— start —
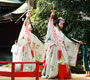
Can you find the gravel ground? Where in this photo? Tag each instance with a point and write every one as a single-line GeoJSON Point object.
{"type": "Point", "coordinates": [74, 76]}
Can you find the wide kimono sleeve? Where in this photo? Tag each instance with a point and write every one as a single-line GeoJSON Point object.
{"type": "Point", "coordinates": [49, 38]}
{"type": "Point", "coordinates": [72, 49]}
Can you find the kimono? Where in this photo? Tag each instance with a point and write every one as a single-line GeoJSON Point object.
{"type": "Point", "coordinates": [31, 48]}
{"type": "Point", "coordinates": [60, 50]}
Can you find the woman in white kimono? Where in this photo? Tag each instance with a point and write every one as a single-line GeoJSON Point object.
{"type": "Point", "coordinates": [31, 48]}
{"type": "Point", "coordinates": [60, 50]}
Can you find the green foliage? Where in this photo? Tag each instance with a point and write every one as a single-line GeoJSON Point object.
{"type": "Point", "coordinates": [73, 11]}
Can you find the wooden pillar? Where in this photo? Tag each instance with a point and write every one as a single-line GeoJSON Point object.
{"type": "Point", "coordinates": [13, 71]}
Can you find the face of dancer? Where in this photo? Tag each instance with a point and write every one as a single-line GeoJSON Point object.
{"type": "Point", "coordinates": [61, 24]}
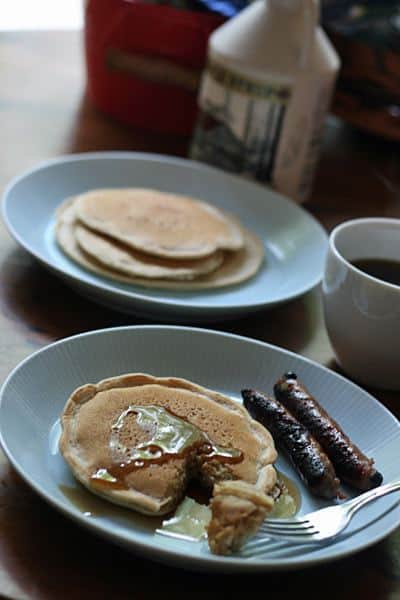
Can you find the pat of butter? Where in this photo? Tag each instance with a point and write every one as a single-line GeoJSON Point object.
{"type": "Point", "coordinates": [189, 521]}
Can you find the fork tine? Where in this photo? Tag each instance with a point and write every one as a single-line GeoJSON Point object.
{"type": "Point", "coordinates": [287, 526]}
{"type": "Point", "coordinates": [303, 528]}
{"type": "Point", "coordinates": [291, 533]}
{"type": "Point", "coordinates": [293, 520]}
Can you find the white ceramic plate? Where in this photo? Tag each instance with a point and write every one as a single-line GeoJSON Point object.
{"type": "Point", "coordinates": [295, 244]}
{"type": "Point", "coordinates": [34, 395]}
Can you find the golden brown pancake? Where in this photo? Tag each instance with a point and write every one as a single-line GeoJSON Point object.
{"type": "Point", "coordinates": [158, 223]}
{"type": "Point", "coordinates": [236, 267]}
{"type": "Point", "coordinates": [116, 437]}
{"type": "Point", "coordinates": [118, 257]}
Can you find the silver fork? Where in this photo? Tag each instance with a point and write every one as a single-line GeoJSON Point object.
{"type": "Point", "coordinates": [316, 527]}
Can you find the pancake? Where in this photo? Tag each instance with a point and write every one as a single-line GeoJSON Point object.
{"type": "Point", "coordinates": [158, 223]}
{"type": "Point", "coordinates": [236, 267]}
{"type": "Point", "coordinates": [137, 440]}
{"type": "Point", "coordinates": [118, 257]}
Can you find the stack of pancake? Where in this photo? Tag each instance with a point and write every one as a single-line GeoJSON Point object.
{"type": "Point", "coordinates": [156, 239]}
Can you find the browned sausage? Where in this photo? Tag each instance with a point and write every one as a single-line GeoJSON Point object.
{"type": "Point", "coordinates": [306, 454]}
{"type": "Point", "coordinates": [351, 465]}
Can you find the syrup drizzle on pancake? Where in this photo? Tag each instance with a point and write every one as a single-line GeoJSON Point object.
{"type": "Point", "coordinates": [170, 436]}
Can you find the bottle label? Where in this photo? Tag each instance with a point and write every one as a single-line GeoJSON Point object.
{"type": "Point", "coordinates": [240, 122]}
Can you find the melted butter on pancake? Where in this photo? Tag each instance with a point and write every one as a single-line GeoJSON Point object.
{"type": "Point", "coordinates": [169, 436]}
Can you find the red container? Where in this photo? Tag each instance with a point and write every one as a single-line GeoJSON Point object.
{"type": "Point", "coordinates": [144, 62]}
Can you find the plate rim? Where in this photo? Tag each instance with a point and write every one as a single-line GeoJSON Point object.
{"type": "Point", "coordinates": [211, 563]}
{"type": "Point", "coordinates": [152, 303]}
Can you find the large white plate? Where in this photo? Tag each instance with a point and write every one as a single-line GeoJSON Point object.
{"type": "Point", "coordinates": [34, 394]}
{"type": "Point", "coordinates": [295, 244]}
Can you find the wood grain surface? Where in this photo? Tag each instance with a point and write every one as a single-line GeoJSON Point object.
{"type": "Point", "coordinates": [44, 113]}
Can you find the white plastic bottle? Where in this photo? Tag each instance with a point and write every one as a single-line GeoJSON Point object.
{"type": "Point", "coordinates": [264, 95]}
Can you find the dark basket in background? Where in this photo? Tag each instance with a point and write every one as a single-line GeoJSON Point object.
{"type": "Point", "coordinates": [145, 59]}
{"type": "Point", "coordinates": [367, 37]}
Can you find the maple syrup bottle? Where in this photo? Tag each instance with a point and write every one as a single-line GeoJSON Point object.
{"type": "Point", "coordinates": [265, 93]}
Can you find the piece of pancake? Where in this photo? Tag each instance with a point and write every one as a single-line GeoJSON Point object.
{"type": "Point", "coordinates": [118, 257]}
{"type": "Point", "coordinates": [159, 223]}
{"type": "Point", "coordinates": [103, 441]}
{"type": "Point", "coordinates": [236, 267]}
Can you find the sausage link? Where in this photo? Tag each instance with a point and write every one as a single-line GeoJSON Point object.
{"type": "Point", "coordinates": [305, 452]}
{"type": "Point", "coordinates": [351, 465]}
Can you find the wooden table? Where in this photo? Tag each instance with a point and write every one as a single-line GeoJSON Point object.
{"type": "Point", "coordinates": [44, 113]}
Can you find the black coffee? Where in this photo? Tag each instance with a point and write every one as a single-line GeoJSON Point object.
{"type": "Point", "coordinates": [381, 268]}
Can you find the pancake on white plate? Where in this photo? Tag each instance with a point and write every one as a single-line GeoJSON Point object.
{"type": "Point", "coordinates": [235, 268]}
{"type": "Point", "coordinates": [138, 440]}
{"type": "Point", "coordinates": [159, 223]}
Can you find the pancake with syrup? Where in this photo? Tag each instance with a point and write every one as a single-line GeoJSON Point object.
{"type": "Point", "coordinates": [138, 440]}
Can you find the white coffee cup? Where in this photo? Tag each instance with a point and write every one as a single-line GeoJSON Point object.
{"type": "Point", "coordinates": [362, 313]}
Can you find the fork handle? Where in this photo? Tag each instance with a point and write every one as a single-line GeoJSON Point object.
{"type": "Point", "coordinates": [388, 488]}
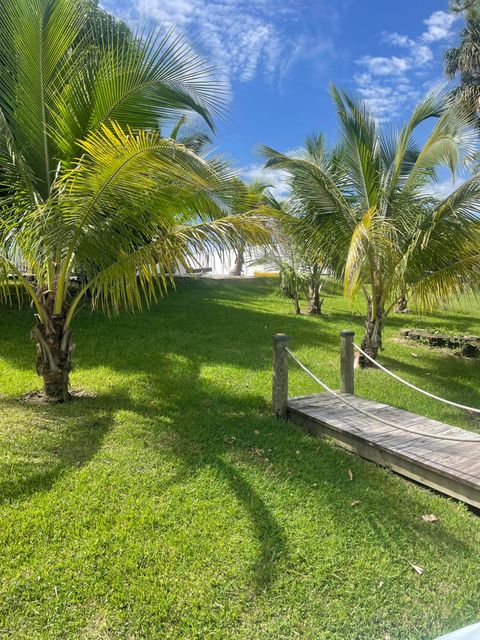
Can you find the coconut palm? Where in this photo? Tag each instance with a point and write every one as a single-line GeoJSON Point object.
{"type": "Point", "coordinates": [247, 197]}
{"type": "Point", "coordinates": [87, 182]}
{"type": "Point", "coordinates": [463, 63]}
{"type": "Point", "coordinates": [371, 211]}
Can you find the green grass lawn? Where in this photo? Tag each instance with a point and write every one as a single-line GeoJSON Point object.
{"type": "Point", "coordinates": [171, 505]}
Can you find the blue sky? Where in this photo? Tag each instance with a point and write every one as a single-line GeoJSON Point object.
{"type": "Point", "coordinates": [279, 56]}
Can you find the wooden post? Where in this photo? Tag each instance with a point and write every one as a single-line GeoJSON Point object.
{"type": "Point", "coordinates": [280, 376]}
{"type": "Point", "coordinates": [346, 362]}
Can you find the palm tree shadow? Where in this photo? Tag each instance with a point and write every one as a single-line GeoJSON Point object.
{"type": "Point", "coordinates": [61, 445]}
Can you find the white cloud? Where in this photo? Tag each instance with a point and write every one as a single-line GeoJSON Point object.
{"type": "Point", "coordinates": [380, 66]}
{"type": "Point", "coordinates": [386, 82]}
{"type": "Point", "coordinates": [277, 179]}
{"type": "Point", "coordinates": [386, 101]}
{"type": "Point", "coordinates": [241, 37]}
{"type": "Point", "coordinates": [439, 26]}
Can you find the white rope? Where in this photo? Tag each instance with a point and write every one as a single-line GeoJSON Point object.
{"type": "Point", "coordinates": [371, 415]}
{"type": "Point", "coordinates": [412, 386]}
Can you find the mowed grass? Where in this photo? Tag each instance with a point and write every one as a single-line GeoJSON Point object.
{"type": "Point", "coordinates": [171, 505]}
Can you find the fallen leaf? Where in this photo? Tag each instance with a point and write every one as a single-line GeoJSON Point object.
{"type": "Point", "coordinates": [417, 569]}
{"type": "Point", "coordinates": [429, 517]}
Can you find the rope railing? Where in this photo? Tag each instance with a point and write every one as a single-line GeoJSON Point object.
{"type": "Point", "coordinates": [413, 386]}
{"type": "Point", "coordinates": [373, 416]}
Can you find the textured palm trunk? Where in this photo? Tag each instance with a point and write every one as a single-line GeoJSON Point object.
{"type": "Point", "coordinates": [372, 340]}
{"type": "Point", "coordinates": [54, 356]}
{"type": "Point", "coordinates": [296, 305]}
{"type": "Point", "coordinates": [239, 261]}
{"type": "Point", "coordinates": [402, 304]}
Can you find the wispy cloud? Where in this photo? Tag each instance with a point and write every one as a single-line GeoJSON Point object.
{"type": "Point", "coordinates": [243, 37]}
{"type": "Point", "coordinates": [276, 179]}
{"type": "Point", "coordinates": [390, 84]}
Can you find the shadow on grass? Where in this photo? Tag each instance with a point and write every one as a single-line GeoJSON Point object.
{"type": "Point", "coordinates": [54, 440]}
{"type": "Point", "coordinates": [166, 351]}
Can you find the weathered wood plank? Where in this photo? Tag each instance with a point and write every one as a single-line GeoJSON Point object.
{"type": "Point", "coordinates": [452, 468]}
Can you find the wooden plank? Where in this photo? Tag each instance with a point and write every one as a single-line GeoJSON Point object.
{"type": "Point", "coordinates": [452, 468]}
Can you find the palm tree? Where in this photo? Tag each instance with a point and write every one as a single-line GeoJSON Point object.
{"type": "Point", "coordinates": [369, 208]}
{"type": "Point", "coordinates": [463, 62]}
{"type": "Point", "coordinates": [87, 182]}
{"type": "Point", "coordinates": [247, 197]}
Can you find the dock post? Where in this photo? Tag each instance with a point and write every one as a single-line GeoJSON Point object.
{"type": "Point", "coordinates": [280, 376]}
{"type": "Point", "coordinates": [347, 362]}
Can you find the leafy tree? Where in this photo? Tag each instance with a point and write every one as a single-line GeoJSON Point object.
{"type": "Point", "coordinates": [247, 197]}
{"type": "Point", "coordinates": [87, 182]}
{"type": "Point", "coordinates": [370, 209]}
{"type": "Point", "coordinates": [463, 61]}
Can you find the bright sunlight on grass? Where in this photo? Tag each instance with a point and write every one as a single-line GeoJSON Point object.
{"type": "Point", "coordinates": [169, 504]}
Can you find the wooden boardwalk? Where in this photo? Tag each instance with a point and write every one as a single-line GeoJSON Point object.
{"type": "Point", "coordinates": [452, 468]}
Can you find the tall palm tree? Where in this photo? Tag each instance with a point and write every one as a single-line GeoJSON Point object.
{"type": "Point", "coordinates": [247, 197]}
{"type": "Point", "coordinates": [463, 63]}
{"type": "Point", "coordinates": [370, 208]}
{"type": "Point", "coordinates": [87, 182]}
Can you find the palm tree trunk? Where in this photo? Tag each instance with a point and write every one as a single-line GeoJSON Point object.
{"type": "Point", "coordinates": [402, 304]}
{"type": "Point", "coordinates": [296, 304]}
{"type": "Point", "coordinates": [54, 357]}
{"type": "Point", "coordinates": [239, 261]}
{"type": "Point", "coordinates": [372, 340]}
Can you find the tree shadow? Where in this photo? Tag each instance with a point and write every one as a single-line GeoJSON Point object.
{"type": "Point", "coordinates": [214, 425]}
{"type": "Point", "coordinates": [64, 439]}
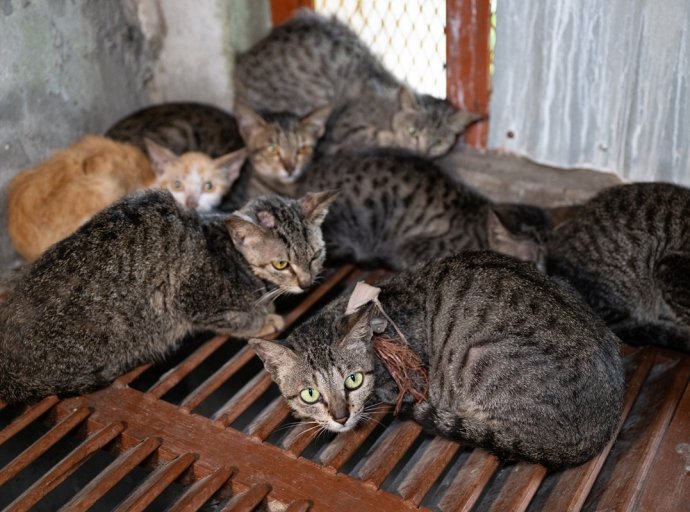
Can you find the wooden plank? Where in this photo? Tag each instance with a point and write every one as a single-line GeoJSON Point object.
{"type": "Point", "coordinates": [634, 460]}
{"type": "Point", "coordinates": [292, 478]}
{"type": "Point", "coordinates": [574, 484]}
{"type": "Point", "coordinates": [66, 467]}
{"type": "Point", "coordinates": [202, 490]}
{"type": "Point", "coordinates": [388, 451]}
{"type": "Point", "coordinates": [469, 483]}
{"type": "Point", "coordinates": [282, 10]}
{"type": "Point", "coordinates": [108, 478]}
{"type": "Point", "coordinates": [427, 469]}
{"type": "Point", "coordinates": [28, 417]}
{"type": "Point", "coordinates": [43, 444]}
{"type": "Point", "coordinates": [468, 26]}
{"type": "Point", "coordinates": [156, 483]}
— end —
◆ **WHAT YOU HAVE TO DO**: Repeat the lines of the records verbatim, starting at the line containing "Can you find the bright" and stopping after the final line. Images stay out.

◆ **SOLUTION FOR THIS PROBLEM**:
Can you find the bright sunlight on grass? Where in this photo? Tag each instance with a point and write every one as a single-line GeoJSON Point object.
{"type": "Point", "coordinates": [169, 504]}
Can you find the wooden boardwalk? Where in this photo? Tag each instance with a point and write every one as a single-line GeoJSON Point object.
{"type": "Point", "coordinates": [452, 468]}
Can you find the tall palm tree? Where in this photo? Tag each instance with a point and write every one as a single-line GeoJSON Point object.
{"type": "Point", "coordinates": [247, 197]}
{"type": "Point", "coordinates": [463, 63]}
{"type": "Point", "coordinates": [370, 208]}
{"type": "Point", "coordinates": [87, 182]}
Can you find the palm tree trunk? Where in this photo? Tag each instance with a point and write every one as a single-line GeoJSON Point object.
{"type": "Point", "coordinates": [402, 304]}
{"type": "Point", "coordinates": [296, 304]}
{"type": "Point", "coordinates": [54, 357]}
{"type": "Point", "coordinates": [239, 261]}
{"type": "Point", "coordinates": [372, 340]}
Can you find the tree shadow? Where in this photo? Tag each instance with a point and write every one as a single-line GeoJSON Point object.
{"type": "Point", "coordinates": [214, 425]}
{"type": "Point", "coordinates": [64, 439]}
Can you find the wooden plank? Where in this photo? Tag each instance with a point and write every one as a single-line GeoJSON Point object.
{"type": "Point", "coordinates": [634, 460]}
{"type": "Point", "coordinates": [292, 478]}
{"type": "Point", "coordinates": [574, 484]}
{"type": "Point", "coordinates": [66, 467]}
{"type": "Point", "coordinates": [202, 490]}
{"type": "Point", "coordinates": [388, 451]}
{"type": "Point", "coordinates": [469, 483]}
{"type": "Point", "coordinates": [282, 10]}
{"type": "Point", "coordinates": [108, 478]}
{"type": "Point", "coordinates": [427, 469]}
{"type": "Point", "coordinates": [28, 417]}
{"type": "Point", "coordinates": [43, 444]}
{"type": "Point", "coordinates": [468, 26]}
{"type": "Point", "coordinates": [156, 483]}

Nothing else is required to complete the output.